▸ **Exercise aim**
When you give the entries again, keep every word as it stands and drop the pictures.

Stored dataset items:
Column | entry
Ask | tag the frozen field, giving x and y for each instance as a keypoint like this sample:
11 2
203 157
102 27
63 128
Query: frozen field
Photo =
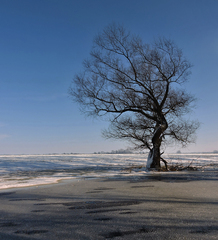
29 170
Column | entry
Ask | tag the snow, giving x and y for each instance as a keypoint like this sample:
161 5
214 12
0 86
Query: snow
30 170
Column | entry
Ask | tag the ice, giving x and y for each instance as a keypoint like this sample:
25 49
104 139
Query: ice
29 170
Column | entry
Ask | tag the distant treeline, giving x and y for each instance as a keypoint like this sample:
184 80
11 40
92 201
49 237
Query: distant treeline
119 151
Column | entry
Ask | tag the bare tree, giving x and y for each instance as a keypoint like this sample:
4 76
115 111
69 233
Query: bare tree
139 86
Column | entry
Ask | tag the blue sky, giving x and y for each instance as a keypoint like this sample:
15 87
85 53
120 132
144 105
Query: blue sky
43 44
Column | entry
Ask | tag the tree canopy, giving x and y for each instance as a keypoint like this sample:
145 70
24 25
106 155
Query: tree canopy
139 86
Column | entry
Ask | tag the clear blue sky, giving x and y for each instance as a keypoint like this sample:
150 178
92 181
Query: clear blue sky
43 44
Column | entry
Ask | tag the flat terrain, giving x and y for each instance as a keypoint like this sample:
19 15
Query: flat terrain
159 206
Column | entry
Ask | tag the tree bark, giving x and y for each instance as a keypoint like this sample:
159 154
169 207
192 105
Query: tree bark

▸ **Task output**
Column | entry
Ask | tag the frozen field, giving x and y for each instance as a keypoint like this sample:
11 2
203 157
102 27
63 128
Query: frozen field
Photo =
29 170
Column | entry
Ask | tag the snow, giving x and y for each instance as a keypoint like this sample:
161 5
214 12
0 86
Query: snow
30 170
Column | entry
Ask | tag the ice, giving x and y for each instance as a keypoint like this sample:
25 49
104 139
Query: ice
29 170
Column | entry
Ask | tag the distant treeline, giving x and y for each instance as a keypoint like this sample:
184 80
11 40
92 201
49 237
Query: distant treeline
119 151
Column | entry
Ask | tag the bare tree, giving x and y for each instance as a keypoint like this sample:
4 76
115 111
69 233
Query: bare tree
139 86
Column | entry
Ask | tag the blue sky, giving x and y for each instance as a keypoint like this sample:
15 87
85 53
120 132
144 105
Query: blue sky
43 44
Column | entry
Ask | tag the tree canopy, giving x and y for each instance as a keypoint like this sample:
145 70
24 25
106 155
Query: tree canopy
139 86
Column | entry
Ask | tag the clear blue sky, giving x and y for each instance as a keypoint like this sample:
150 178
92 181
Query: clear blue sky
43 44
Column | entry
Ask | tag the flat terrain, giving x and y for each instance as a keypoint like this sample:
19 15
Query: flat terrain
159 206
Column | entry
Ask | tag the tree bark, giving x and y for each instance as a keypoint like this sample:
159 154
169 207
192 105
Query: tree bark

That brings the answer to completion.